SUPPLIED DATA start

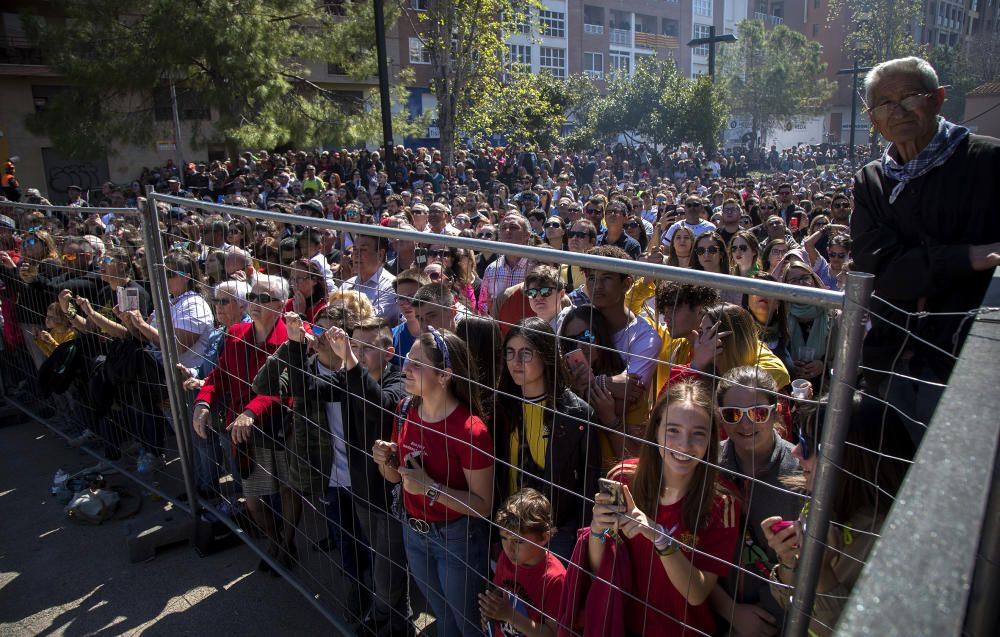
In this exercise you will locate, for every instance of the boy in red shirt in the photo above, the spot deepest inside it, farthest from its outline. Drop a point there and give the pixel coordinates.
(529, 579)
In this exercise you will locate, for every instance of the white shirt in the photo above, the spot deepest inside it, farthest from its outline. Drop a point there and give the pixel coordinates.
(324, 267)
(378, 289)
(639, 344)
(191, 313)
(698, 229)
(340, 472)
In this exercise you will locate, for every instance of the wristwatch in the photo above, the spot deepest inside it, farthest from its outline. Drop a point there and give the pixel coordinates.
(433, 493)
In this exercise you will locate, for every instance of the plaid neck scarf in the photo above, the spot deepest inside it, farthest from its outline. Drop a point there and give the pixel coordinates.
(947, 139)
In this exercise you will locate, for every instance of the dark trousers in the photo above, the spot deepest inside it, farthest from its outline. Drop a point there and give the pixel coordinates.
(391, 614)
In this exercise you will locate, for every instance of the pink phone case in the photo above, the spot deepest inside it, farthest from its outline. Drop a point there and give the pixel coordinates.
(777, 527)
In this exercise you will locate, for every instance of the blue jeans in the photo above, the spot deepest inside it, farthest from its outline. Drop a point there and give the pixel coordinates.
(449, 564)
(345, 532)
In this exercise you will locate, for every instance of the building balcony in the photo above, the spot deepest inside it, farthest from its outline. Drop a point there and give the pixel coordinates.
(620, 37)
(772, 20)
(18, 50)
(653, 41)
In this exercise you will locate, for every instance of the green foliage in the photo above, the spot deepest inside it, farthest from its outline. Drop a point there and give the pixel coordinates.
(477, 89)
(528, 109)
(245, 59)
(655, 104)
(879, 30)
(774, 76)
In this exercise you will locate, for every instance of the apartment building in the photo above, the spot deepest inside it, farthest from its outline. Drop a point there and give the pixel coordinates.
(27, 84)
(592, 37)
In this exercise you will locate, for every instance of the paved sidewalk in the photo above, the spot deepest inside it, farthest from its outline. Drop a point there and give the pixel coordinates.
(62, 578)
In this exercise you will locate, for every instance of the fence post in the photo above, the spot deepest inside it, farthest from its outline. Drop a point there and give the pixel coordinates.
(857, 295)
(168, 346)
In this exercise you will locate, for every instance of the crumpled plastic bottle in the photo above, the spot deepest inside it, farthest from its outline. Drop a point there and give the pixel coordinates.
(59, 481)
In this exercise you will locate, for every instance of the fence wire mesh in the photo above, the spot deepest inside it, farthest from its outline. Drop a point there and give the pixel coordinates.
(432, 446)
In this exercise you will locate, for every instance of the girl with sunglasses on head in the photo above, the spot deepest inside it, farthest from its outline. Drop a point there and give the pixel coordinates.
(671, 517)
(555, 233)
(585, 329)
(711, 256)
(744, 251)
(635, 228)
(810, 328)
(771, 317)
(876, 455)
(309, 295)
(442, 453)
(543, 430)
(754, 459)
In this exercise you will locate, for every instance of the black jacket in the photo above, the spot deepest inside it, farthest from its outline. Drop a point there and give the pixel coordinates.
(368, 407)
(573, 464)
(918, 250)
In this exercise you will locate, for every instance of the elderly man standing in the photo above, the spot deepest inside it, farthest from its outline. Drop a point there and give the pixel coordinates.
(926, 225)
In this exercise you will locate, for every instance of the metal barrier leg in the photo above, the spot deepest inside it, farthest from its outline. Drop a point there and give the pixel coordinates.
(168, 346)
(858, 292)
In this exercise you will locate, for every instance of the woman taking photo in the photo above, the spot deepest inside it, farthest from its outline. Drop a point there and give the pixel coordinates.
(677, 527)
(681, 248)
(555, 232)
(875, 458)
(754, 461)
(534, 399)
(711, 256)
(745, 252)
(810, 327)
(636, 229)
(308, 290)
(442, 454)
(771, 317)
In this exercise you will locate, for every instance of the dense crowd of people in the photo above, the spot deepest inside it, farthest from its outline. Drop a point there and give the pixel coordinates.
(617, 455)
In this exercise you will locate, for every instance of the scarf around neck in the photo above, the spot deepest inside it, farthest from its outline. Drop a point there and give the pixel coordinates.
(941, 148)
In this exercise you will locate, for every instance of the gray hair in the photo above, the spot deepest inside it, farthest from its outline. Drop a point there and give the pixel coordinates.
(912, 65)
(276, 285)
(236, 289)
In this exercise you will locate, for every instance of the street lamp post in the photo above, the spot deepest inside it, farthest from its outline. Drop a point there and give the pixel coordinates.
(853, 72)
(711, 41)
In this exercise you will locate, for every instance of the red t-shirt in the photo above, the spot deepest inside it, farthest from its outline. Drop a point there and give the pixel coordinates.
(445, 448)
(655, 606)
(530, 588)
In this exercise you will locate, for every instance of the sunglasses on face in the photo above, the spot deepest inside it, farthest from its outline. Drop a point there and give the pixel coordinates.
(807, 441)
(755, 414)
(805, 279)
(253, 297)
(586, 336)
(521, 355)
(545, 292)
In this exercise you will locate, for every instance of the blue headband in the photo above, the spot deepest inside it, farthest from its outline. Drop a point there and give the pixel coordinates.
(439, 341)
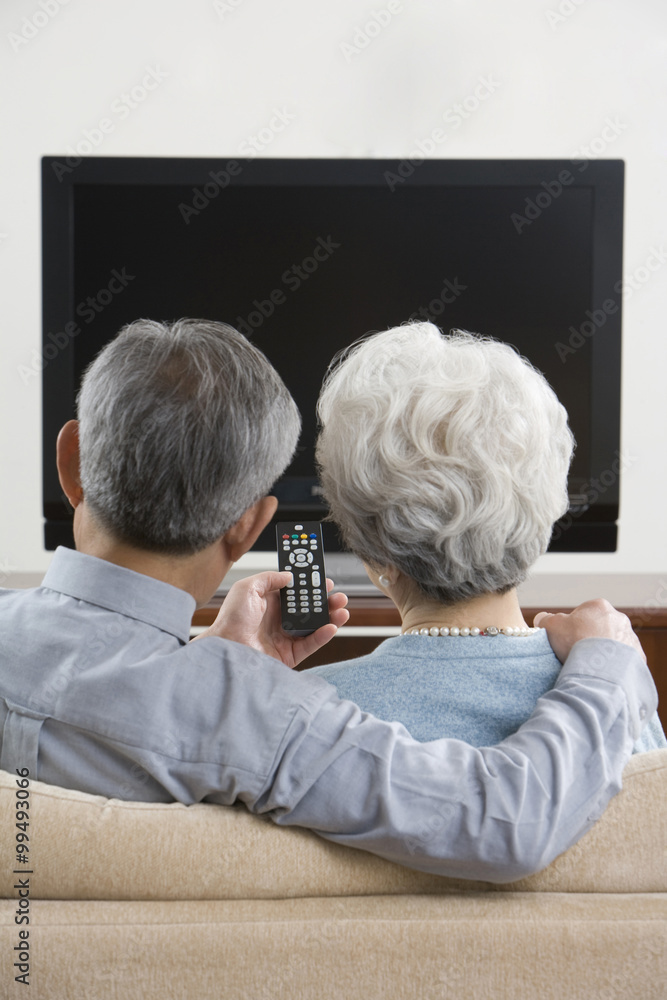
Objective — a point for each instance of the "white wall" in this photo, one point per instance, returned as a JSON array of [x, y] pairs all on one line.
[[559, 78]]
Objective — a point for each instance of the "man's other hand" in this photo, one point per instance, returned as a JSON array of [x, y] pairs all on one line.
[[250, 614], [591, 620]]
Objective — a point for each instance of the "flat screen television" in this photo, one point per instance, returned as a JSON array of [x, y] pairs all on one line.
[[304, 256]]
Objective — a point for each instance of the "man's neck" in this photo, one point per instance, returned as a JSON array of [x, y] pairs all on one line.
[[199, 574]]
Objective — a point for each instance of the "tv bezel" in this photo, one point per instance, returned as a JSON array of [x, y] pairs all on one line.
[[591, 529]]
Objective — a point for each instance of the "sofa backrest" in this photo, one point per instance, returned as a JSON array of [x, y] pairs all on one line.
[[89, 847]]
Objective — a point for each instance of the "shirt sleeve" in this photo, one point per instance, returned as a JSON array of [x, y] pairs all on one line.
[[652, 737], [493, 813]]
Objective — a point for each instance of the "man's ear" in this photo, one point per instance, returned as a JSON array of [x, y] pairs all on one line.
[[242, 535], [67, 459]]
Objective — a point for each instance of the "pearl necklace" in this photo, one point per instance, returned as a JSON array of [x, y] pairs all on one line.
[[488, 630]]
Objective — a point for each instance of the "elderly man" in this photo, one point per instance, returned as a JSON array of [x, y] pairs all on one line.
[[182, 430]]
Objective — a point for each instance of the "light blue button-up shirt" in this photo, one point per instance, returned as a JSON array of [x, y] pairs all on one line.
[[101, 691]]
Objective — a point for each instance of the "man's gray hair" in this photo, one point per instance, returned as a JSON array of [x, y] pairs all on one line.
[[183, 426], [444, 456]]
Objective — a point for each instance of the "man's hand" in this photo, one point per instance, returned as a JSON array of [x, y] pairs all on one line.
[[591, 620], [250, 614]]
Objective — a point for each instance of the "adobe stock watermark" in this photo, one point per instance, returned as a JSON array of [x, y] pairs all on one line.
[[223, 8], [449, 293], [565, 10], [6, 569], [595, 489], [35, 22], [120, 109], [430, 830], [454, 117], [365, 33], [87, 310], [292, 279], [596, 318], [249, 148], [553, 188]]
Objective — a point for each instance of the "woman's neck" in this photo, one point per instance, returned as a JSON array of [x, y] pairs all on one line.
[[501, 610]]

SUPPLIED DATA end

- SET EXERCISE
How many lines of the records above contain the string "hand", matching case exactly? Reply with only the number.

- RESULT OF THE EXERCISE
2